猿岩石は1996年にバラエティ番組『進め!電波少年』(日本テレビ系)の企画「ユーラシア大陸横断ヒッチハイク」に挑戦し、香港からロンドンまでヒッチハイクで旅をおこなった。その旅の様子が反響となり、無名コンビだった猿岩石は一躍スターに。
藤井フミヤは『有吉ミュージックフェス』のなかで、「すごく猿岩石が好きで。(ヒッチハイクが)徐々に盛り上がっていって前のほうはあまり観ていなかったから、テレビ局に頼んで全部ビデオにダビングしてもらって観直して」と注目していたと言い、秋元康プロデューサーから「(猿岩石が日本に)帰ってきたら歌を歌わせたいから作ってくれ」と依頼されて、制作に取り掛かったのだという。
さらに「猿岩石の旅をしている気持ちを考えて書いたんです。雲しか見てないだろうなみたいな」と歌詞のイメージについても明かした。

**やること一覧:**
**a)** 猿岩石についての提示文を、「藤井フミヤは『有吉ミュージッ」から「作に取り掛かったのだという。」までの範囲にわたって一字も変えずに書き写すこと。
**b)** 猿岩石のヒッチハイクと歌づくりを扱った提示文を、最後の文のあとから書き継ぐこと。

**掲載一覧:**
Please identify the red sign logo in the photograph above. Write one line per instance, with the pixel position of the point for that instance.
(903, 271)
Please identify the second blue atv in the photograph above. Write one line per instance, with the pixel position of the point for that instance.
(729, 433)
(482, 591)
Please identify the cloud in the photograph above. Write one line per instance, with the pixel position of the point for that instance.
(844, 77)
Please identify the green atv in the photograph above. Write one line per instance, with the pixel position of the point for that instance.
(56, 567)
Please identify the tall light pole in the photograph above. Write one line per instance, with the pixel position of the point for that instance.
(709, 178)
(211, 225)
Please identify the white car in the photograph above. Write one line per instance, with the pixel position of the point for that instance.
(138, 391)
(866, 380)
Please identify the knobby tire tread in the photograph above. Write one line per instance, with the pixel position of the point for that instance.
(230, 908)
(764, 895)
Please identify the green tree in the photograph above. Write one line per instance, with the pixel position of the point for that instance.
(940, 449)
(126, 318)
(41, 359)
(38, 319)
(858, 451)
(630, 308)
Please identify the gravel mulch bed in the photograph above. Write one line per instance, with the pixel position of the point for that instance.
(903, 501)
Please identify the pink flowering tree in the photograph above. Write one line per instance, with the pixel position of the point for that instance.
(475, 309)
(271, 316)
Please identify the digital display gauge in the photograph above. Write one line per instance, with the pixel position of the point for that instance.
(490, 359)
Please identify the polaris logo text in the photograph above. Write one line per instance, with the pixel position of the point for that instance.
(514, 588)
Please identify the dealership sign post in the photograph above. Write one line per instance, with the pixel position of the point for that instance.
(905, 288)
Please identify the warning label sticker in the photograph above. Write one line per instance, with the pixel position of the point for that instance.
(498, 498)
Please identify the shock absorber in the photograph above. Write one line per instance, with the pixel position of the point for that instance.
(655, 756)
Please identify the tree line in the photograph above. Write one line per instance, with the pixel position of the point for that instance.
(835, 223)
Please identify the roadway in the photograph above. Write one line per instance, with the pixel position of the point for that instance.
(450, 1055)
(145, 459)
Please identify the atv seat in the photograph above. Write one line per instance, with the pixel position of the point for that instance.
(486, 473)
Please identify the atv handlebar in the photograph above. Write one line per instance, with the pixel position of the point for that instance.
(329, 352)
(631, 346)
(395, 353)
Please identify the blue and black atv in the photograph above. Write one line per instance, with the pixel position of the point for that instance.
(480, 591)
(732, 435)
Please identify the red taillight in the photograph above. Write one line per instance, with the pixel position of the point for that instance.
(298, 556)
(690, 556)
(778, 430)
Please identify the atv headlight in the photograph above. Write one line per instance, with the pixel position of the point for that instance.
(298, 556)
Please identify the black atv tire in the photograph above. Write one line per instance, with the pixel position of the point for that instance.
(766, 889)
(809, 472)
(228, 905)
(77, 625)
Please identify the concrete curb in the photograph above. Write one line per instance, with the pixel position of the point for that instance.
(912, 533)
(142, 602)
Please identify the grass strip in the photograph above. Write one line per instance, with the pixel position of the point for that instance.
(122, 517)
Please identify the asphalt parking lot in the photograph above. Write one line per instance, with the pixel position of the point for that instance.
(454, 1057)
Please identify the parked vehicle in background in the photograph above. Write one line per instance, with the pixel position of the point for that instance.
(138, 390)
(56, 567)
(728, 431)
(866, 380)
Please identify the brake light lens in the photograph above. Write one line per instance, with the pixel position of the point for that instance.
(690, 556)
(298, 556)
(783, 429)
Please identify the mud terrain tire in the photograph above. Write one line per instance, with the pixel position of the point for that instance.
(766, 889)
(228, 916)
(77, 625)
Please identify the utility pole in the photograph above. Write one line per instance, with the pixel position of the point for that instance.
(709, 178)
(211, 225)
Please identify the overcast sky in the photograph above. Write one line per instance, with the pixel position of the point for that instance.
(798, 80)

**回答一覧:**
**a)**
藤井フミヤは『有吉ミュージックフェス』のなかで、「すごく猿岩石が好きで。(ヒッチハイクが)徐々に盛り上がっていって前のほうはあまり観ていなかったから、テレビ局に頼んで全部ビデオにダビングしてもらって観直して」と注目していたと言い、秋元康プロデューサーから「(猿岩石が日本に)帰ってきたら歌を歌わせたいから作ってくれ」と依頼されて、制作に取り掛かったのだという。

**b)**
猿岩石と現在のユーチューバーの過酷な旅企画、なにが違うのか
この藤井フミヤの「雲しか見てないだろうな」という言葉には、どんな意味が込められていたのか。猿岩石のヒッチハイク旅はそんなに大変な企画だったのか。
たとえば現在でも、ユーチューバーがあえて過酷な旅に出るなどの企画動画を投稿していたりする。「ユーラシア大陸横断ヒッチハイク」をリアルタイムで観ていない世代は、「今だったら、いろんな人がやっているようなことではないのか?」と感じるかもしれない。
「ユーラシア大陸横断ヒッチハイク」のなにがハードだったのか。触れなければいけないのはまず出発段階のエピソードだ。猿岩石は出発の2か月前、企画内容が分からないまま、事務所の勧めで番組のオーディションを受けて合格。ちなみにそのオーディションには、バナナマン、劇団ひとりらも参加していたという(書籍『お前なんかもう死んでいる プロ一発屋に学ぶ「生き残りの法則50」』(2012年/双葉文庫)より)。
そして一度も打ち合わせをすることなく、「ネタを2、3個作っておいてほしい」とだけ言われ、集合場所である香港へ向かった。夕方5時半に現地へ入った猿岩石は、一息つく間もほとんどなく夜7時の本番を迎える。そしてカメラの前に立たされ、いきなりヒッチハイク旅のチャレンジを言い渡されて、状況がつかめないままスタートを切ったのだ。しかも所持金は10万円。金がなくなれば自分たちで工面しなければいけなかった。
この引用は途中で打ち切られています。